Passage -
· · · ·

First Automobile goes from a small used car dealer to forging a distributorship with one of the world’s biggest automobile brands.
When Martin Ong first set up his used car business in 2000, trading five to 10 cars a month, little did he imagine that it would one day join forces with one of the biggest automotive brands in the world. While not an immediately recognizable name among those for whom a car is nothing more than a means to get one from point A to point B, the prestigious BRABUS brand is known among the most discerning of petrolheads for its high-end, high-performance tuning services for Mercedes-Benz.
Besides being a tuner, it is also a car manufacturer—in a momentous collaboration with Autovox, First Automobile launched Singapore’s first Brabus car showroom at its location in Changi North on Nov. 2. Through this distributorship, First Automobile will be the exclusive retailer for BRABUS cars in Singapore, while Autovox will oversee the distribution of the parts and accessories.
A press conference presided over by Gerald Wu, First Automobile’s managing director, Detlef Schedel and Christoph Dietze from BraBus’ exports department and Brinal Chua, managing director of Autovox, preceded the unveiling of the four Brabus cars. In a marriage of aerodynamic design and sporty aesthetics, the cars exude a presence that spells prestige and power.
The genesis of First Automobile was somewhat a leap of faith for the 37-year old Ong, whose area of business was previously in seafood wholesale. Fueled by an interest in cars, the ability to identify the potential in the used car market (the sector saw rapid expansion between 2000 to 2004 due to changes in market regulations) and the determination to act on his instincts, the company was birthed in 2000.
Business was brisk for the first three years, but the first major point of expansion happened in 2004, when the company expanded into the export business, exporting used cars into 13 countries including Papua New Guinea, Trinidad and Tobago as well as the Fiji Islands. It was no easy task establishing new markets in these countries; the demand was there, but the trick was in navigating the crime-riddled environment (he has witnessed street robberies taking place, and met with closed restaurant fronts for fear of violence) and choosing the right people to work with. The meticulous groundwork and extensive research paid off—every year for the next four years, it sold almost 1,000 cars.
In 2007, mutual acquaintances linked him up with Wu, 31, who already had considerable car dealership experience under his belt. With a desire to redirect the company’s focus back on local soil, a new business division was created, and the company moved into the parallel import sector, introducing the sales of new high-end continental cars including Audi, Ferrari, BMW, Mercedes-Benz, Porsche and Volkswagen.
Meanwhile, always a step ahead of the market, Ong foresaw a shrinkage in the local supply of used cars for export in 2006—due to the increase of Certificate Of Entitlement prices, car owners became more adverse to trading in their cars. The company then approached IE Singapore, a government agency tasked to develop the country’s external economy, and were linked up with one of China’s largest automotive companies, the Tianjin Haowu Electromechanical & Auto Trade Co. Ltd. The collaboration ushered in a new milestone for First Automobile—with the setup of a RMB$5 million global automobile trading center, it was able to run its export business on a bigger scale, buying in cars from Japan, South Korea and USA, and reselling them in a global market.

· · · ·

Supplied entries -
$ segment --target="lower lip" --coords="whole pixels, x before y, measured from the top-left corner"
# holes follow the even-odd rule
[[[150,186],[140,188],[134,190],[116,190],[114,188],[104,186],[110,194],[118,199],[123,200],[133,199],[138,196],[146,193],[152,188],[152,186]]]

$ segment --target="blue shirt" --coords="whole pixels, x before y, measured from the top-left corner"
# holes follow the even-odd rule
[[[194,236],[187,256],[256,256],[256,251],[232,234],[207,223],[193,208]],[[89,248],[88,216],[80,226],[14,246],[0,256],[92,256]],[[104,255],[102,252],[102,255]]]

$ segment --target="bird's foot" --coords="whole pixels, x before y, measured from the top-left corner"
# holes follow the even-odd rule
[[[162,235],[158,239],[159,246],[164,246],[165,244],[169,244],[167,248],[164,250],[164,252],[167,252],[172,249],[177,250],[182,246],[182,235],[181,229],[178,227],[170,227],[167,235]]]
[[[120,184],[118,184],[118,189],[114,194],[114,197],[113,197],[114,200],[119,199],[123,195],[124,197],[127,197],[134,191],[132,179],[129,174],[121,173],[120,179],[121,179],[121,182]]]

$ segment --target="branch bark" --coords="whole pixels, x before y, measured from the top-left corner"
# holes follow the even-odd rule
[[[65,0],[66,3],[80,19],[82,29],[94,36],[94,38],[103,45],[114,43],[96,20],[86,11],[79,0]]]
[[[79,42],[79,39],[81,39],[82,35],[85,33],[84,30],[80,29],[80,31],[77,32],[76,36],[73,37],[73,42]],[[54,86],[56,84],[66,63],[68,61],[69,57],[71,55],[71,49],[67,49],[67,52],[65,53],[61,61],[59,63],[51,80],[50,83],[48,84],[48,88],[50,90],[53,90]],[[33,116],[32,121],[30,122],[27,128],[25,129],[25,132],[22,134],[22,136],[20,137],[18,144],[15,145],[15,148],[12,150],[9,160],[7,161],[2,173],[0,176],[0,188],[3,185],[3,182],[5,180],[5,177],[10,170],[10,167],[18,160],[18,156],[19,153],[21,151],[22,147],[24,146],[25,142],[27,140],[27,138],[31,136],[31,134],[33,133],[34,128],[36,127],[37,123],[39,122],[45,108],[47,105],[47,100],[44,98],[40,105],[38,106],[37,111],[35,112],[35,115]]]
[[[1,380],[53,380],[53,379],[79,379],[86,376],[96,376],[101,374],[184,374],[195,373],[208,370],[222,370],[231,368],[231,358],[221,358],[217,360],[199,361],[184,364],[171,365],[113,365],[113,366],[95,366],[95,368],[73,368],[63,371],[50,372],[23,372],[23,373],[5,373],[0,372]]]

· · · ·

Required work -
1 – In the article on First Automobile, to how many countries did the company begin exporting used cars in 2004?
2 – Pick up the article on First Automobile after its final sentence and continue it.

Activity answers -
1 – Thirteen countries.

2 –
For those looking to do business in China, Ong advises, “Go through the proper channels. Singapore has good government agencies which can help establish platforms, making it a lot easier to get things done.”
|PHOTOS COURTESY OF FIRST AUTOMOBILE|
BUILDING A SOLID BRAND
One of the biggest problems the parallel import industry suffers from is trust, the commodity upon which all lasting customer relations are built. Says Wu, “The main perception about parallel importers is that the prices are good, but there’s always a risk of being cheated.” Additionally, customers frequently face problems with car servicing as it is not a norm for parallel importers to have their own workshops.
In a move to assure customers that it is neither a fly by night outfit nor one intent on merely closing a deal, First Automobile set up an after sales workshop to cater to the servicing needs of its customers. “It’s fully equipped with skilled technicians and cutting edge diagnostics equipment—it’s so essential that we’re able to help our customers troubleshoot their cars,” says Wu.
“The foundation must be right—integrity is key, and so is being a good paymaster. Everything must be done on time,” surmises Ong. Asserting that it has never been a one-man show but a team effort, he adds, “In building up a team, especially when you have capable people on board, you have to remember that they all have their own mindsets and opinions. As a leader, sometimes you need to listen to everyone’s opinions before making the final decision. You will also need to take time to explain to them why certain things have to be done in a certain way.”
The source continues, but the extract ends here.